Exercise directions - Locate each line in the records below that contains the string "sock", and copy those lines in full.

Given records -

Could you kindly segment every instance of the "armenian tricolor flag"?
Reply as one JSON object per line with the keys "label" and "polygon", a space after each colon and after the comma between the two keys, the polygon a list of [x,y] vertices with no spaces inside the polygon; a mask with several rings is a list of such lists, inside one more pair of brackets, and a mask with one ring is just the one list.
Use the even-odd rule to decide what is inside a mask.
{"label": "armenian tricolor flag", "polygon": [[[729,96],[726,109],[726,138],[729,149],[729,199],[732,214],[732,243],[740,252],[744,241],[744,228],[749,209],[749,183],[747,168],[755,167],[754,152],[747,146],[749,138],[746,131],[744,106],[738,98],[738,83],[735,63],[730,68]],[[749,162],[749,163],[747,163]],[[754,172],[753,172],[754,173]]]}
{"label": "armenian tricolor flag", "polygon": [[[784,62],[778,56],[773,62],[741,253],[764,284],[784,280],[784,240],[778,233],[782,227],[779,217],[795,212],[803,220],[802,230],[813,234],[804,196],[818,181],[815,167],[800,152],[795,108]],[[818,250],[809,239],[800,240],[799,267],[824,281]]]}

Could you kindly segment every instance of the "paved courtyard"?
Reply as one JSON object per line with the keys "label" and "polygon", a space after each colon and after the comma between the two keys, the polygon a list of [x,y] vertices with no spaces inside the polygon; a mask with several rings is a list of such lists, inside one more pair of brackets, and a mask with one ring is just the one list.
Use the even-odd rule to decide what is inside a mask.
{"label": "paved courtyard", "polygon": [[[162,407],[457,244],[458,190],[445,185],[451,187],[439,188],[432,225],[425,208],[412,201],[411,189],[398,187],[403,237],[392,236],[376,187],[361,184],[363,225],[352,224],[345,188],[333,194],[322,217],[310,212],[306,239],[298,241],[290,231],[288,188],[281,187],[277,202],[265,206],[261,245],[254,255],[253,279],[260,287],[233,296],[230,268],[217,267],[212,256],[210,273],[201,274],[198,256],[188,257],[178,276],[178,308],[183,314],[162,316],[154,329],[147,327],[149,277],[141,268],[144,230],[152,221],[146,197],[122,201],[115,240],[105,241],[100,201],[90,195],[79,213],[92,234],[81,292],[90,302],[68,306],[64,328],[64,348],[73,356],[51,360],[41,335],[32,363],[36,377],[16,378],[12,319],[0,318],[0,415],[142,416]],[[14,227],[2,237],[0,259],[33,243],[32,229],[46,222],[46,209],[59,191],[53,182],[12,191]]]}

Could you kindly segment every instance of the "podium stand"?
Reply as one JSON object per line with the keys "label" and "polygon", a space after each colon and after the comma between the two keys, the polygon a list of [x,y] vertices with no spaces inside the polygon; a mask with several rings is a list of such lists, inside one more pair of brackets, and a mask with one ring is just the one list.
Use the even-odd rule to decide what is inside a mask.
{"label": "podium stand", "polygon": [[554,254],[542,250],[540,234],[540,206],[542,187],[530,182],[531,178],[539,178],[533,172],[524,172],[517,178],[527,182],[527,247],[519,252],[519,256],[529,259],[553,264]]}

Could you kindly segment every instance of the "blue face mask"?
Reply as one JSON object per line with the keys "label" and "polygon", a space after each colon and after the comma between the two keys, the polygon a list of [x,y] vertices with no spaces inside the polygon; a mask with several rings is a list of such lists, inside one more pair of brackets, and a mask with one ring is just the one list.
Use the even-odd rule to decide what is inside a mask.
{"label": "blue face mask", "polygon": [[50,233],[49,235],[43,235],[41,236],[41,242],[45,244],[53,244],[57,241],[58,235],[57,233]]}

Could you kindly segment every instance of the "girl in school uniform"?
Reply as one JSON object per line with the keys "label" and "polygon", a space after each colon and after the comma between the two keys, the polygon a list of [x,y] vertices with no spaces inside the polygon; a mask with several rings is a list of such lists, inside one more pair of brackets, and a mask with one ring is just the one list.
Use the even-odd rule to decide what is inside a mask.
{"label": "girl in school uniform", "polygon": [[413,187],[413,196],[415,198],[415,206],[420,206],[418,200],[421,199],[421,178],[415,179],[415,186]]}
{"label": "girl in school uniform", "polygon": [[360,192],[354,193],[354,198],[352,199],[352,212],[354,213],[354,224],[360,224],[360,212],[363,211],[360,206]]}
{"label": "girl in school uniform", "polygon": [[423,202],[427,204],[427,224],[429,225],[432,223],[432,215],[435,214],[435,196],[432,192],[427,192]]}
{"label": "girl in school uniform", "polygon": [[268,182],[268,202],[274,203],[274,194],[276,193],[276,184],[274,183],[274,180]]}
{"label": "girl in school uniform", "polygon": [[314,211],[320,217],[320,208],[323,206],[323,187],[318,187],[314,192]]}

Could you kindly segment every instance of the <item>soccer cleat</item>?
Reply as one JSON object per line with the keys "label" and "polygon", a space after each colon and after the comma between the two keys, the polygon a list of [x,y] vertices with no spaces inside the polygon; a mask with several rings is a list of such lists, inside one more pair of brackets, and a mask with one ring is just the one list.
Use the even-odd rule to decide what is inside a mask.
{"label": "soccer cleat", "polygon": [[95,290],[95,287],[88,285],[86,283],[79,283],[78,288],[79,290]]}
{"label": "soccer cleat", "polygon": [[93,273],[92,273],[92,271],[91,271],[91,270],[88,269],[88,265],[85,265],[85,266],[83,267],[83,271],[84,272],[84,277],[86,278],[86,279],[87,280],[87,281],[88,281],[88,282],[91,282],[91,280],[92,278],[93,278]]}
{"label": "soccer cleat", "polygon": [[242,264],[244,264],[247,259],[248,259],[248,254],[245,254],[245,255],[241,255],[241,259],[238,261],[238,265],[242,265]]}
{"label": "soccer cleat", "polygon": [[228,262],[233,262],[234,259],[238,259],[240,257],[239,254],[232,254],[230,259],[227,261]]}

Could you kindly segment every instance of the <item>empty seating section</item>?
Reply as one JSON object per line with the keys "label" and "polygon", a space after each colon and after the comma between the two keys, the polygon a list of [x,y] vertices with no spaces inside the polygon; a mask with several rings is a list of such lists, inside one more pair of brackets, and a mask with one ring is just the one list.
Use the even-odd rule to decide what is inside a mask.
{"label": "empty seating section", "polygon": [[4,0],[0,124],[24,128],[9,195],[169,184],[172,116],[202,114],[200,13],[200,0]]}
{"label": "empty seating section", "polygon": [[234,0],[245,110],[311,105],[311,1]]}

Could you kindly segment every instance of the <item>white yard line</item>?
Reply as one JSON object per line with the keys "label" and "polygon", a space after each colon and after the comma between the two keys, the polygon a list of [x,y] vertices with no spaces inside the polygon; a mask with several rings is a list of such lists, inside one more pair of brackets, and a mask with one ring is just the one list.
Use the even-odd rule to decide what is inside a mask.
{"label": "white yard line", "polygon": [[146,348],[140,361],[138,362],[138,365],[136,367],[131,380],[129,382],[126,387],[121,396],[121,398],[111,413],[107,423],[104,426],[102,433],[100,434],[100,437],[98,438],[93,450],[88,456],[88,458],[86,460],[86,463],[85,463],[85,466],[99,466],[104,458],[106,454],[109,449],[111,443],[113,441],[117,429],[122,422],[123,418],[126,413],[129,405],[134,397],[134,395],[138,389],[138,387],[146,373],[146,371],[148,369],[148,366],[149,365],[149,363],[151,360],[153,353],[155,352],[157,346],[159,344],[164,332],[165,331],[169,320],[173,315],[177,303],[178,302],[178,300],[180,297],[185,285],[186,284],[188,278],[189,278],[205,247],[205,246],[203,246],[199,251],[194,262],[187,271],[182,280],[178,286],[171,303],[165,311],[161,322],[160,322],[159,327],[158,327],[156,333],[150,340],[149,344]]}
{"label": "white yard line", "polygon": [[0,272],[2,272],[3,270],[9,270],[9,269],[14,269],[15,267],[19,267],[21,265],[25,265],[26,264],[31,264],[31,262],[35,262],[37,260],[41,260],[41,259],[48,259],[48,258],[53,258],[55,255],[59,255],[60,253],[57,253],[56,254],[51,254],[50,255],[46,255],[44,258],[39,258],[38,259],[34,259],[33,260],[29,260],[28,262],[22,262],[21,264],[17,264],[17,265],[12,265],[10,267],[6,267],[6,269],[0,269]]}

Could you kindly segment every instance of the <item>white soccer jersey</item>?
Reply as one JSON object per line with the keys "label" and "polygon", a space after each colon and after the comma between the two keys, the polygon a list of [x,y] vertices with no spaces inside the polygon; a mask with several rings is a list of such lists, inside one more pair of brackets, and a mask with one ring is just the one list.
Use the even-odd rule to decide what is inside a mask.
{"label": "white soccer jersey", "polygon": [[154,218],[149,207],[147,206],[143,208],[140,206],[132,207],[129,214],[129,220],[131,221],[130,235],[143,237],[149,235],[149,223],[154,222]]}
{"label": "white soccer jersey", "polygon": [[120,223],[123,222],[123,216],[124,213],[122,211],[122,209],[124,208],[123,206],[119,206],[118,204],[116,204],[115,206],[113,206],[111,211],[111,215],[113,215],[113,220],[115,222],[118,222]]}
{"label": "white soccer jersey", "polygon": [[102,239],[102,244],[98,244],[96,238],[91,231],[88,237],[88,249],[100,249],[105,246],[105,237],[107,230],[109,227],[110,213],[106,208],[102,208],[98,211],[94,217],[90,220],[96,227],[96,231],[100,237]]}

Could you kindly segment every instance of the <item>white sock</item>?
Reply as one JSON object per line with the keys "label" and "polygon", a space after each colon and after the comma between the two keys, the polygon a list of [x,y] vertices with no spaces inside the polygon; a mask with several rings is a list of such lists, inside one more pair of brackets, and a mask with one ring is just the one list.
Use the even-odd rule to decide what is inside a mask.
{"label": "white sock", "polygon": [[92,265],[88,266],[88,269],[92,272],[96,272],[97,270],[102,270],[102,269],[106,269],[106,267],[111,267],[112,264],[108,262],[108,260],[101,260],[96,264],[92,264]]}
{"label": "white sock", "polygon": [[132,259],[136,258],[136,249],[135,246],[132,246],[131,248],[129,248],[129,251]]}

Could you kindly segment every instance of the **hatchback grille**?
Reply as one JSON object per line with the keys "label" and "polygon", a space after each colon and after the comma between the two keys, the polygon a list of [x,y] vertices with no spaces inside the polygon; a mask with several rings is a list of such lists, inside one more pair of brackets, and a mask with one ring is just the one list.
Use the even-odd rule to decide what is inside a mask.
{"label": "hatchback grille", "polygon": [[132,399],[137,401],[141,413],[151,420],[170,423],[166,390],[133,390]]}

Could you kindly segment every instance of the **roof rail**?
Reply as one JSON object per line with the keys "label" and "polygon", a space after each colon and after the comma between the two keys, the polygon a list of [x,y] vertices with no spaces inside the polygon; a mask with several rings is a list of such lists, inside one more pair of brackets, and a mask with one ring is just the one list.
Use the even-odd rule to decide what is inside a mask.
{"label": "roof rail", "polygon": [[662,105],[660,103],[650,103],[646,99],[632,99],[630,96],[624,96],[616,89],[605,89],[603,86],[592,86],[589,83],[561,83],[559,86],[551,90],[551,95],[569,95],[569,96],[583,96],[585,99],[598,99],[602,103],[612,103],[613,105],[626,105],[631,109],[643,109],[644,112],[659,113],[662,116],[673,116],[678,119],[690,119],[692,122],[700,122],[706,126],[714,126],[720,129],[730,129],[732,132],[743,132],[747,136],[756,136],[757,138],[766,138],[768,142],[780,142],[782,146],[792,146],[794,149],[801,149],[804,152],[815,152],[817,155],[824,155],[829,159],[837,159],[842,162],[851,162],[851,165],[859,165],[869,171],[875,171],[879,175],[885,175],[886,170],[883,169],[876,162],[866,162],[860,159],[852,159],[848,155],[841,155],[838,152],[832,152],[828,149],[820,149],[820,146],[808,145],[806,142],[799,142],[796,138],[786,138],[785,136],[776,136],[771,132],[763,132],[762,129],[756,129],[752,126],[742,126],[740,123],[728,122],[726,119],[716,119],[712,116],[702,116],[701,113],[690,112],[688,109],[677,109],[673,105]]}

Task result -
Could you kindly segment every instance of the <item>white sock</item>?
{"label": "white sock", "polygon": [[92,265],[88,266],[88,269],[92,272],[96,272],[97,270],[102,270],[102,269],[106,269],[106,267],[111,267],[112,264],[108,262],[108,260],[101,260],[96,264],[92,264]]}
{"label": "white sock", "polygon": [[132,259],[136,258],[136,249],[135,246],[132,246],[131,248],[129,248],[129,251]]}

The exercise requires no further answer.